Supplied passage:

** START **

Hobart Chatfield Chatfield-Taylor (March 24, 1865 - January 17, 1945) was an American writer, novelist, and biographer.  He was considered a top authority on Molière.

Early life
He was born in Chicago to Henry Hobart Taylor and Adelaide Chatfield Taylor in 1865 as Hobart Taylor, but appended the "Chatfield" to his surname as the stipulation of a large inheritance from his maternal uncle Wayne Chatfield (making his full name Hobart Chatfield Chatfield-Taylor). He graduated from Cornell University in 1886.

Career
He edited a literary journal called America for a few years, and also served as consul to Spain in Chicago.  He published his first novel, With Edge Tools, in 1891.

** END **

Recorded information:
** START **

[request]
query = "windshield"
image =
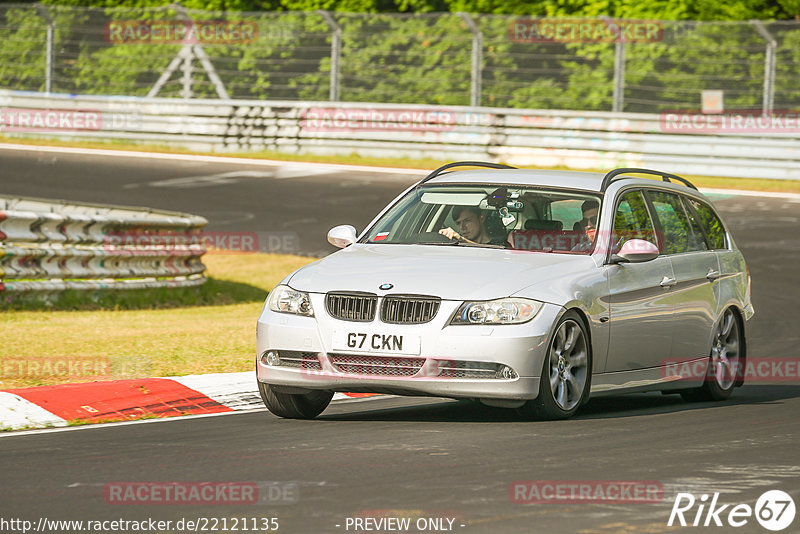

** END **

Aim of the exercise: Please quote the Chatfield-Taylor biography word for word, everything from "Hobart Chatfield Chatfield-Taylor (March" down to "authority on Molière.". The material after the Chatfield-Taylor biography is separate from it.

Answer to this task:
Hobart Chatfield Chatfield-Taylor (March 24, 1865 - January 17, 1945) was an American writer, novelist, and biographer.  He was considered a top authority on Molière.